**Document text**
_ _ _ _
EO stands among horses. The horses are larger. The stable is clean. A woman brings feed. EO eats. EO stands. EO looks at the wall.

Skolimowski’s camera is at EO’s height. Not always, but often enough that you begin to experience the world from approximately three and a half feet above the ground. The world from this height is different. Faces are foreshortened. Legs and boots dominate. The sky is visible only when EO looks up, and EO does not often look up. The ground is where the information is: mud, hooves, concrete, grass, the shadow of a fence, the shadow of a person.

The film will follow EO through six countries. Through kindness and cruelty. Through landscapes that range from pastoral to industrial to nocturnal forest floor filmed in infrared, the trees glowing white against black like an X-ray of the world’s skeleton. EO will not choose any of these destinations. EO will be moved, transported, escaped, recaptured, handed off, abandoned. The journey is not a journey. It is a series of displacements, and each displacement reveals a human world that did not know it was being observed.

[SCENE: FIELD. AFTERNOON. WIND.]

EO walks. The grass is tall. The wind moves the grass around EO’s body.

Skolimowski and cinematographer Michał Dymek shoot this sequence with a drone, and the image is extraordinary: a small grey animal moving through a green field, seen from above, the wind creating waves in the grass that part around EO like water around a stone. The shot holds. The beauty is literal. It is not symbolic. It is not a metaphor for anything. It is a donkey in a field in the wind, and it is one of the most purely beautiful images in any film on this site.
_ _ _ _
(Region labeling entries)

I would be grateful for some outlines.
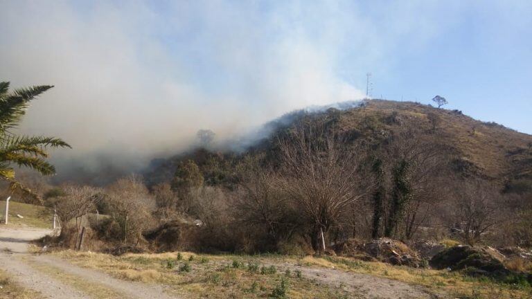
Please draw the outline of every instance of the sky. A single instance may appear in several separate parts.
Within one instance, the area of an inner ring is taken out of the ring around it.
[[[0,0],[0,80],[53,84],[23,133],[64,155],[177,151],[370,96],[532,134],[530,1]]]

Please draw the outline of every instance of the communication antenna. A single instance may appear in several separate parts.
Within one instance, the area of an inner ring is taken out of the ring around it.
[[[371,93],[373,83],[371,83],[371,73],[366,73],[366,96],[369,97]]]

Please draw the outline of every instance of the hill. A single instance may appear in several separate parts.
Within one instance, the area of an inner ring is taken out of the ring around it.
[[[405,125],[439,132],[447,145],[452,170],[466,176],[493,181],[508,191],[532,186],[532,136],[495,123],[477,120],[457,110],[437,109],[411,102],[371,100],[357,107],[316,112],[294,112],[267,125],[269,136],[244,152],[197,149],[168,159],[154,161],[145,172],[150,184],[172,179],[179,161],[195,161],[208,184],[231,183],[231,166],[246,154],[264,154],[275,162],[278,137],[299,121],[322,122],[344,132],[350,139],[371,141]],[[362,153],[362,154],[364,153]]]

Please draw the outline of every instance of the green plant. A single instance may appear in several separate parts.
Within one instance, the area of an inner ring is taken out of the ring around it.
[[[209,280],[215,284],[218,284],[218,282],[220,282],[220,280],[222,279],[222,276],[220,276],[220,273],[212,273],[209,276]]]
[[[251,273],[258,272],[258,264],[249,262],[247,264],[247,271]]]
[[[296,277],[298,278],[302,278],[303,275],[301,275],[301,271],[299,270],[296,270]]]
[[[275,274],[276,273],[277,273],[277,268],[276,268],[275,266],[274,265],[272,265],[269,267],[263,266],[263,267],[260,268],[261,274]]]
[[[166,260],[166,269],[172,269],[175,267],[175,262],[173,260]]]
[[[179,271],[180,272],[190,272],[192,270],[192,266],[190,266],[190,263],[186,262],[184,264],[181,264],[179,267]]]
[[[288,291],[288,283],[287,282],[286,280],[283,278],[281,280],[281,282],[279,284],[275,287],[274,288],[274,290],[272,291],[272,295],[270,295],[270,297],[276,299],[283,299],[287,298],[286,296],[286,293]]]
[[[41,201],[34,192],[16,181],[12,165],[32,168],[42,175],[54,174],[55,168],[46,161],[47,149],[70,145],[54,137],[17,136],[11,129],[22,120],[30,101],[52,87],[35,86],[10,92],[9,82],[0,82],[0,179]]]
[[[242,266],[242,264],[236,260],[233,260],[232,266],[235,269],[238,269]]]

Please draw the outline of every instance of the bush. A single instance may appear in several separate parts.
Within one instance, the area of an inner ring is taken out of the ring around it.
[[[288,283],[283,278],[281,282],[272,291],[271,297],[276,299],[283,299],[287,298],[286,293],[288,291]]]
[[[190,266],[190,263],[188,262],[186,262],[179,267],[179,272],[190,272],[191,270],[192,266]]]

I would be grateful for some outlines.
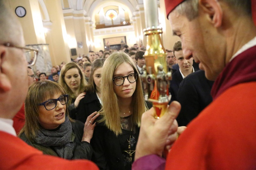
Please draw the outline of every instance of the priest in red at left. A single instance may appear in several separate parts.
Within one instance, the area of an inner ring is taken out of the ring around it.
[[[21,26],[6,1],[0,0],[0,169],[99,169],[89,160],[44,155],[17,137],[12,119],[28,91],[28,63]]]

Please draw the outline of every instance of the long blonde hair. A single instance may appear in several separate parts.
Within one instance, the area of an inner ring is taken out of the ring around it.
[[[25,100],[25,124],[19,135],[24,132],[29,140],[34,140],[40,128],[38,104],[58,93],[66,94],[60,85],[52,81],[36,82],[30,85]],[[66,114],[68,116],[67,108]]]
[[[100,111],[102,118],[99,122],[103,122],[107,127],[117,136],[122,133],[121,112],[117,97],[114,90],[112,79],[115,70],[120,65],[126,63],[130,64],[136,73],[138,72],[133,61],[126,53],[122,52],[115,52],[106,60],[103,65],[100,89],[103,104]],[[132,109],[132,123],[140,126],[141,116],[147,109],[143,95],[141,81],[139,76],[136,80],[136,89],[132,95],[131,103]]]
[[[104,58],[96,59],[91,64],[91,72],[89,77],[88,85],[85,88],[86,91],[90,91],[92,92],[94,92],[96,89],[96,85],[94,83],[94,80],[93,79],[93,73],[97,69],[102,67],[105,60]]]
[[[84,78],[82,73],[81,69],[79,66],[75,63],[71,62],[67,63],[64,65],[60,71],[59,75],[59,84],[65,89],[69,97],[69,103],[70,104],[72,100],[75,100],[77,96],[73,93],[70,88],[67,84],[66,82],[65,81],[65,74],[68,70],[73,68],[76,68],[78,70],[79,75],[81,78],[80,85],[79,87],[79,93],[80,94],[84,91],[85,86],[87,85],[87,83]]]

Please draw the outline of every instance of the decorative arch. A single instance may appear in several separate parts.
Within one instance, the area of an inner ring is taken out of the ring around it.
[[[97,1],[96,0],[96,1]],[[129,17],[131,19],[132,17],[133,10],[135,10],[133,8],[132,8],[131,10],[130,7],[132,7],[130,5],[130,6],[127,6],[125,5],[126,4],[124,4],[124,3],[121,3],[117,1],[115,2],[114,3],[113,3],[113,0],[105,0],[104,2],[102,2],[100,3],[96,3],[97,2],[96,2],[96,1],[95,2],[95,3],[93,3],[93,4],[92,4],[91,8],[90,8],[90,10],[89,10],[88,13],[88,15],[91,18],[91,20],[94,23],[95,23],[95,15],[102,8],[104,8],[104,7],[109,6],[110,4],[114,4],[115,6],[120,6],[124,9],[125,11],[128,12],[129,15]],[[110,3],[110,2],[111,2],[112,3]]]
[[[119,6],[128,12],[129,16],[131,18],[132,13],[137,10],[138,2],[136,0],[96,0],[95,1],[87,0],[85,1],[84,9],[87,12],[88,15],[93,18],[95,15],[96,11],[99,11],[101,8],[109,6],[111,4]]]

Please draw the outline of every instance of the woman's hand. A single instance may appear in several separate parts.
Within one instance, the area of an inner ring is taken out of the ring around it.
[[[84,97],[84,95],[85,95],[86,93],[83,92],[82,93],[77,97],[76,99],[75,99],[75,102],[74,103],[74,106],[75,106],[75,108],[76,108],[78,106],[78,105],[79,104],[79,102],[81,99]]]
[[[97,114],[97,112],[94,112],[87,117],[86,121],[84,124],[82,141],[86,141],[90,143],[91,139],[93,137],[94,128],[96,126],[95,120],[100,115],[100,114]]]

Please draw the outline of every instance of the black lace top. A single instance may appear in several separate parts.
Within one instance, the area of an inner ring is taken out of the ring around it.
[[[121,118],[123,133],[118,136],[124,160],[125,167],[127,170],[131,169],[131,165],[134,161],[135,148],[138,140],[136,135],[136,125],[132,125],[131,118],[132,115]],[[130,142],[130,148],[129,147],[128,141]]]

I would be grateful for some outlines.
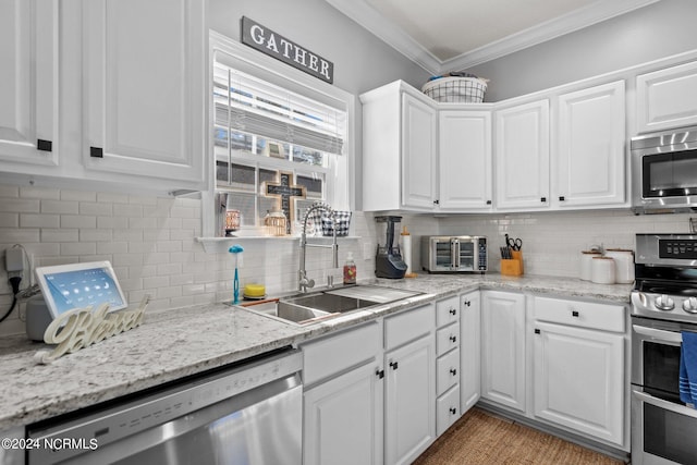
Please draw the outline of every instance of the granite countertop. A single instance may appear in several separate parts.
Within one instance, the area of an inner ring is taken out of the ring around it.
[[[327,332],[476,289],[583,297],[626,304],[628,284],[601,285],[554,277],[419,274],[371,281],[424,294],[301,327],[225,304],[146,311],[131,331],[37,365],[50,348],[25,335],[0,338],[0,431],[117,399],[188,375],[293,345]]]

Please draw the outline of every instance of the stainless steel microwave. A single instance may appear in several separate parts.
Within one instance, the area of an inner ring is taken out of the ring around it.
[[[421,268],[431,273],[487,271],[487,237],[423,236]]]
[[[632,208],[697,209],[697,126],[633,137]]]

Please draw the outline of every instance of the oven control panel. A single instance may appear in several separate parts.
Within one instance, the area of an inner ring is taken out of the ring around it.
[[[632,315],[697,322],[697,297],[632,291]]]
[[[658,241],[659,258],[697,259],[697,240],[661,238]]]

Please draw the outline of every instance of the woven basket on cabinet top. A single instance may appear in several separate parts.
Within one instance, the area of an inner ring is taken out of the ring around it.
[[[487,83],[477,77],[440,77],[424,84],[421,91],[440,102],[481,103]]]

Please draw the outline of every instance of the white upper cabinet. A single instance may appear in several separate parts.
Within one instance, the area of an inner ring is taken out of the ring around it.
[[[549,100],[496,112],[496,207],[549,208]]]
[[[441,110],[438,132],[440,210],[490,211],[491,111]]]
[[[58,164],[53,0],[0,0],[0,161]]]
[[[636,77],[638,133],[697,124],[697,62]]]
[[[438,113],[408,94],[402,95],[402,203],[433,208]]]
[[[558,208],[625,201],[624,81],[559,97],[552,203]]]
[[[363,209],[433,209],[436,102],[396,81],[360,95]]]
[[[83,2],[86,168],[205,186],[205,3]]]

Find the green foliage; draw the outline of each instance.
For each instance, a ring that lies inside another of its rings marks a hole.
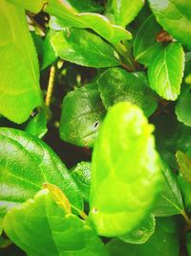
[[[190,0],[0,6],[0,255],[191,255]]]
[[[98,234],[130,232],[148,213],[159,183],[152,131],[129,103],[111,107],[104,119],[94,147],[90,196],[90,219]]]

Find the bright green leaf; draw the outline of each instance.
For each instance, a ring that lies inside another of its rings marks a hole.
[[[138,15],[144,0],[108,0],[106,15],[115,24],[126,27]]]
[[[149,83],[165,100],[175,101],[180,92],[184,69],[184,53],[178,42],[164,47],[148,69]]]
[[[144,244],[154,234],[155,227],[155,217],[149,215],[135,230],[120,236],[119,239],[128,244]]]
[[[48,131],[47,116],[44,110],[40,110],[27,125],[25,130],[32,135],[42,138]]]
[[[96,232],[48,190],[11,209],[4,221],[8,236],[30,256],[103,256]]]
[[[191,93],[187,93],[179,100],[175,112],[180,122],[191,127]]]
[[[79,190],[58,156],[40,139],[0,128],[0,216],[33,197],[45,183],[58,186],[79,211]]]
[[[99,235],[133,231],[159,191],[159,155],[142,111],[118,103],[108,111],[93,153],[90,220]]]
[[[183,212],[183,202],[175,174],[166,163],[162,164],[163,187],[155,205],[154,215],[173,216]]]
[[[37,55],[22,9],[2,0],[0,24],[0,114],[20,124],[42,104]]]
[[[57,56],[82,66],[111,67],[119,65],[116,50],[91,32],[65,29],[51,39]]]
[[[158,107],[143,72],[129,73],[120,68],[111,68],[101,75],[98,84],[106,108],[117,102],[130,102],[142,108],[146,116],[150,116]]]
[[[60,138],[79,147],[93,147],[104,115],[96,83],[69,92],[62,105]]]
[[[92,163],[80,162],[72,171],[72,177],[80,190],[83,198],[89,201]]]
[[[157,221],[156,231],[143,244],[128,244],[119,239],[107,244],[110,256],[179,256],[179,229],[175,219],[160,218]]]
[[[159,23],[183,45],[191,48],[191,1],[149,0]]]
[[[156,36],[161,27],[154,15],[150,15],[140,26],[134,40],[134,56],[137,61],[148,66],[159,54],[162,46],[157,42]]]

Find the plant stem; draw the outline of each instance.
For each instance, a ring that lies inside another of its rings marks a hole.
[[[52,102],[54,78],[55,78],[55,66],[53,65],[50,70],[49,84],[48,84],[47,95],[45,99],[45,104],[48,107],[51,105],[51,102]]]

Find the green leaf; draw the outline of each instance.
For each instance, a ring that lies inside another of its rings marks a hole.
[[[180,92],[184,69],[184,53],[178,42],[164,47],[148,69],[149,83],[165,100],[175,101]]]
[[[154,234],[156,220],[153,215],[149,215],[140,225],[132,232],[120,236],[119,239],[129,244],[144,244]]]
[[[41,69],[45,69],[46,67],[53,63],[58,58],[51,43],[51,38],[54,35],[55,35],[54,31],[50,30],[47,33],[46,37],[43,41],[43,46],[42,46],[43,56],[42,56]]]
[[[88,202],[90,198],[92,163],[80,162],[72,172],[72,177],[80,190],[83,198]]]
[[[184,210],[175,174],[162,162],[163,187],[156,202],[154,215],[159,217],[181,214]]]
[[[117,102],[130,102],[138,105],[146,116],[158,107],[143,72],[129,73],[120,68],[110,68],[98,80],[98,89],[106,108]]]
[[[57,56],[82,66],[111,67],[119,65],[116,50],[91,32],[65,29],[51,39]]]
[[[148,215],[160,176],[153,129],[130,103],[109,109],[93,153],[90,220],[99,235],[123,235]]]
[[[180,151],[177,151],[176,157],[180,174],[189,183],[191,183],[191,158]]]
[[[1,128],[0,159],[0,216],[32,198],[45,183],[58,186],[74,209],[83,209],[79,190],[65,165],[40,139]]]
[[[191,212],[191,186],[181,174],[178,175],[178,183],[181,191],[183,204],[187,212]]]
[[[183,45],[191,48],[190,0],[149,0],[158,22]]]
[[[186,234],[186,248],[188,256],[191,256],[191,233]]]
[[[162,46],[157,42],[156,35],[161,27],[156,21],[154,15],[150,15],[140,26],[134,40],[134,57],[137,61],[148,66],[155,56],[159,53]]]
[[[126,27],[138,15],[144,0],[108,0],[106,15],[115,24]]]
[[[96,83],[69,92],[62,105],[60,138],[79,147],[93,147],[104,115]]]
[[[4,221],[8,236],[30,256],[103,256],[96,232],[77,216],[66,213],[48,190],[37,193]]]
[[[47,0],[7,0],[11,4],[18,5],[22,9],[30,10],[32,12],[37,13],[47,4]]]
[[[92,29],[113,44],[132,38],[128,31],[112,24],[105,16],[98,13],[78,12],[65,1],[50,0],[44,11],[60,19],[64,27]]]
[[[180,122],[191,127],[191,93],[187,93],[179,100],[175,112]]]
[[[42,138],[48,131],[46,112],[40,110],[37,115],[30,121],[25,130],[32,135]]]
[[[0,114],[20,124],[42,104],[37,56],[22,9],[2,0],[0,24]]]
[[[160,218],[156,231],[143,244],[128,244],[119,239],[113,239],[106,245],[110,256],[179,256],[179,229],[175,219]]]

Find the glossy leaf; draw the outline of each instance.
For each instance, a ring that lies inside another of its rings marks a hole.
[[[176,114],[180,122],[191,127],[191,93],[180,97],[176,105]]]
[[[22,9],[2,0],[0,24],[0,114],[20,124],[42,104],[37,56]]]
[[[49,65],[53,64],[58,58],[51,43],[51,38],[53,36],[53,35],[55,35],[54,31],[50,30],[47,33],[47,35],[43,41],[41,69],[47,68]]]
[[[179,226],[172,218],[160,218],[157,221],[156,231],[143,244],[128,244],[119,239],[107,244],[110,256],[179,256]]]
[[[108,0],[106,15],[115,24],[126,27],[138,15],[144,0]]]
[[[82,66],[110,67],[119,65],[116,50],[91,32],[66,29],[51,39],[57,56]]]
[[[106,108],[117,102],[130,102],[142,108],[146,116],[150,116],[158,107],[143,72],[129,73],[120,68],[111,68],[101,75],[98,84]]]
[[[156,202],[154,215],[158,217],[181,214],[184,210],[181,193],[175,174],[166,163],[162,166],[163,187]]]
[[[91,162],[80,162],[72,172],[72,176],[86,201],[89,201],[90,198],[91,172]]]
[[[157,42],[156,36],[161,27],[154,15],[150,15],[140,26],[134,40],[134,56],[137,61],[148,66],[159,53],[162,46]]]
[[[191,48],[190,0],[149,0],[158,22],[183,45]]]
[[[148,69],[149,83],[165,100],[175,101],[180,92],[184,54],[180,43],[170,43],[155,57]]]
[[[129,244],[144,244],[154,234],[156,220],[153,215],[149,215],[140,225],[130,233],[120,236],[119,239]]]
[[[130,232],[148,214],[160,175],[152,131],[138,106],[109,109],[93,153],[90,220],[99,235]]]
[[[63,206],[48,189],[41,190],[7,214],[5,231],[29,255],[106,255],[96,232]]]
[[[79,147],[93,147],[104,115],[96,83],[69,92],[62,105],[60,138]]]
[[[45,183],[57,185],[71,204],[82,210],[81,196],[68,170],[40,139],[21,130],[0,128],[0,216],[32,198]]]
[[[38,138],[42,138],[46,132],[47,128],[47,116],[44,110],[40,110],[27,125],[25,130],[32,135]]]
[[[180,174],[191,183],[191,158],[180,151],[176,153]]]

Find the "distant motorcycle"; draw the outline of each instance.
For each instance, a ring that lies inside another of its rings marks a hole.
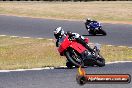
[[[87,26],[87,30],[89,34],[96,35],[96,34],[102,34],[102,35],[107,35],[107,33],[102,29],[102,25],[95,21],[95,22],[90,22]]]
[[[85,38],[85,42],[88,43],[88,38]],[[58,51],[61,56],[67,58],[66,66],[68,68],[94,66],[105,66],[105,59],[99,54],[99,49],[95,46],[94,55],[89,52],[84,46],[76,42],[75,39],[69,39],[69,36],[63,36],[59,40]]]

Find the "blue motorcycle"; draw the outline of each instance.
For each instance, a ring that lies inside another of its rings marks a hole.
[[[102,29],[102,25],[97,21],[90,22],[89,24],[86,24],[86,26],[87,26],[86,28],[87,28],[89,34],[92,34],[92,35],[97,35],[97,34],[107,35],[106,32]]]

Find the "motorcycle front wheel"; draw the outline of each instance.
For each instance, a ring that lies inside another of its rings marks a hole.
[[[103,35],[107,35],[106,31],[104,31],[103,29],[100,29],[100,33]]]
[[[71,62],[76,67],[84,67],[84,62],[78,53],[71,49],[65,52],[65,56],[69,62]]]

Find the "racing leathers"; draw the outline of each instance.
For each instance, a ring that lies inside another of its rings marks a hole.
[[[84,41],[84,37],[79,35],[78,33],[72,33],[72,32],[66,32],[63,36],[66,36],[68,35],[69,36],[69,39],[76,39],[76,41],[80,44],[82,44],[86,49],[88,49],[91,53],[94,52],[94,50]],[[56,41],[56,46],[58,47],[59,46],[59,39],[57,39]]]

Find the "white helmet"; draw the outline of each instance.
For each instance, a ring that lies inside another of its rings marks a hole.
[[[92,21],[92,19],[91,19],[91,18],[87,18],[87,19],[86,19],[86,21],[88,21],[88,22],[89,22],[89,21]]]
[[[58,27],[55,29],[54,36],[56,39],[61,38],[63,35],[64,35],[64,30],[62,29],[62,27]]]

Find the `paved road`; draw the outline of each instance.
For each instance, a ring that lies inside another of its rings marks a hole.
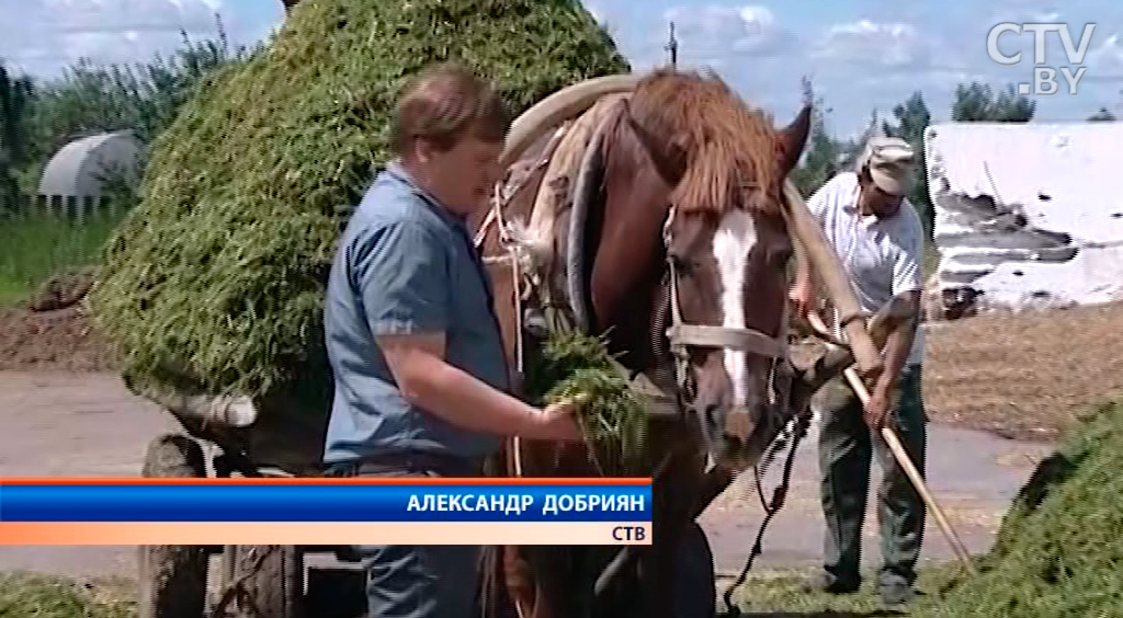
[[[171,416],[126,391],[116,376],[21,372],[0,372],[0,476],[137,474],[148,441],[177,428]],[[814,440],[812,431],[800,449],[792,494],[769,526],[760,568],[813,564],[820,554]],[[1046,449],[941,426],[930,428],[929,442],[932,491],[968,548],[986,551],[1006,505]],[[766,496],[782,467],[777,459],[769,470]],[[873,532],[870,513],[867,529]],[[719,571],[740,569],[761,517],[749,474],[703,515]],[[876,550],[876,537],[868,546]],[[931,523],[924,554],[952,555]],[[0,547],[0,571],[128,577],[135,572],[134,555],[133,547]],[[867,552],[867,561],[876,557]]]

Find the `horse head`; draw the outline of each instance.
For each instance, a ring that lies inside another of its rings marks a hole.
[[[810,109],[777,131],[719,79],[660,71],[615,120],[590,313],[691,409],[714,460],[743,467],[791,377],[782,200]]]

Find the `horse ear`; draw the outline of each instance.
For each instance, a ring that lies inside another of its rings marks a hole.
[[[800,110],[800,116],[791,124],[780,131],[779,136],[779,165],[784,173],[795,169],[803,155],[803,148],[807,144],[807,133],[811,132],[811,105],[804,105]]]

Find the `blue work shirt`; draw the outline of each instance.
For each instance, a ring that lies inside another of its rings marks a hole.
[[[462,218],[399,162],[351,215],[331,267],[325,336],[335,381],[325,462],[421,454],[478,460],[500,437],[410,404],[376,335],[446,334],[445,360],[495,388],[509,375],[491,282]]]

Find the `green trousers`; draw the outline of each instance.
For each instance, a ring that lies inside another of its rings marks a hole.
[[[870,461],[876,454],[883,472],[878,491],[878,520],[883,566],[882,588],[912,585],[924,533],[924,501],[879,433],[862,418],[862,405],[839,377],[816,394],[820,411],[819,468],[827,524],[823,566],[828,580],[841,587],[860,582],[861,527],[869,492]],[[921,397],[921,367],[902,371],[891,399],[887,425],[924,474],[928,418]]]

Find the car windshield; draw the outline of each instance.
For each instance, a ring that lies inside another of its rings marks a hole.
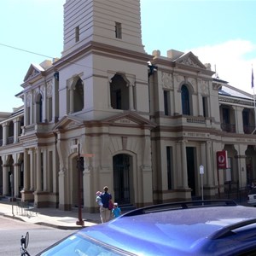
[[[41,256],[119,256],[133,255],[109,247],[81,233],[76,233],[40,254]]]

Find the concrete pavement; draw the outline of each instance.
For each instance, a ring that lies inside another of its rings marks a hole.
[[[17,207],[16,203],[0,201],[0,215],[20,219],[27,223],[51,226],[62,230],[79,230],[101,223],[99,213],[87,213],[82,211],[84,226],[78,225],[79,210],[61,211],[55,208],[30,208],[24,209]]]

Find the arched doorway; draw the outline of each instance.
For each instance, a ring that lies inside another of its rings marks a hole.
[[[82,166],[79,166],[78,162],[78,157],[73,157],[71,159],[71,176],[70,176],[70,184],[71,184],[71,198],[72,198],[72,207],[78,207],[79,206],[79,197],[80,196],[80,205],[84,206],[84,183],[83,183],[83,171],[84,168],[84,157],[80,157],[80,161]],[[79,173],[80,172],[80,173]],[[80,190],[79,190],[80,189]]]
[[[114,199],[119,205],[131,203],[131,161],[125,154],[113,158]]]

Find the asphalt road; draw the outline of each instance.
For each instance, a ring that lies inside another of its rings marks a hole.
[[[62,230],[0,216],[0,255],[20,256],[20,238],[27,231],[27,251],[32,256],[74,230]]]

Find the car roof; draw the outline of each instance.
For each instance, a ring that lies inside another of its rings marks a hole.
[[[137,255],[229,255],[226,244],[235,236],[233,250],[245,246],[241,238],[245,230],[255,239],[255,208],[230,201],[192,207],[182,202],[140,208],[80,232]]]

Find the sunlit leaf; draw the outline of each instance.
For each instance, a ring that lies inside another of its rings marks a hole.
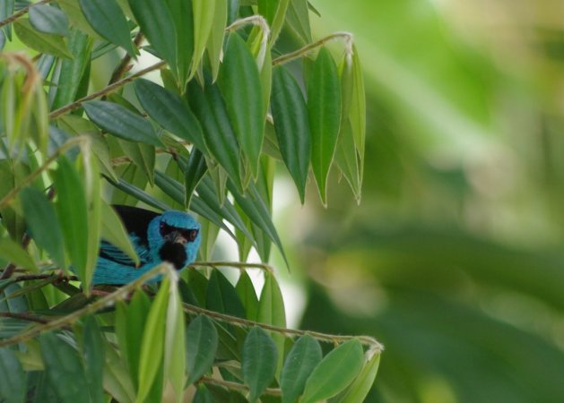
[[[311,134],[301,90],[285,67],[273,70],[271,108],[280,152],[303,203],[311,158]]]
[[[343,343],[327,354],[313,370],[300,403],[314,403],[343,390],[362,369],[362,346],[355,339]]]
[[[56,7],[39,4],[30,8],[30,22],[39,32],[68,35],[68,18]]]
[[[322,47],[308,81],[308,111],[311,131],[311,167],[321,201],[326,205],[326,184],[341,123],[341,86],[331,54]]]
[[[15,21],[13,30],[22,42],[38,52],[48,53],[56,57],[73,58],[73,55],[66,48],[63,37],[39,32],[31,26],[29,19],[23,18]]]
[[[135,57],[127,20],[116,0],[79,0],[79,3],[86,20],[100,37]]]
[[[124,140],[142,141],[154,146],[162,143],[147,120],[121,105],[93,100],[85,102],[88,117],[102,130]]]
[[[245,383],[250,389],[251,403],[256,401],[274,379],[277,359],[276,345],[268,334],[258,327],[251,329],[243,345],[241,360]]]
[[[309,335],[298,339],[286,356],[282,372],[282,403],[294,403],[298,399],[321,358],[321,346],[317,340]]]
[[[241,150],[256,177],[265,125],[262,90],[256,63],[237,33],[228,38],[219,82]]]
_ _ _ _
**Exercise task 1**
In the essay on EO, which cinematographer works with Skolimowski on the field sequence?
**Exercise task 2**
Carry the essay on EO forward from the point where it stops.
The items are not needed here.

**Written response 1**
Michał Dymek

**Written response 2**
This is what separates EO from its ancestor. Bresson’s Au Hasard Balthazar, made in 1966, followed a donkey through a French village and used the donkey as a mirror for human cruelty, vanity, and occasional grace. Bresson’s style was austere, controlled, stripped of everything unnecessary. His donkey was a saint.

Skolimowski’s donkey is not a saint. Skolimowski’s donkey is a donkey. And Skolimowski’s style is the opposite of austere. EO is ecstatic. It is visually extravagant. It uses infrared photography, drone shots, strobing red light, handheld chaos, and a score that swings between electronic pulse and operatic grandeur. Bresson would have disapproved of every one of these choices. Skolimowski does not care. He is eighty-four. He has nothing to prove and no one to imitate. He made the film he wanted to make, and the film he wanted to make is one where a donkey walks through the world and the world is filmed as though seeing it for the first time.

[SCENE: FOREST. NIGHT. INFRARED.]

EO has escaped. Or been released. Or wandered away. The distinction is unclear. EO is in a forest at night.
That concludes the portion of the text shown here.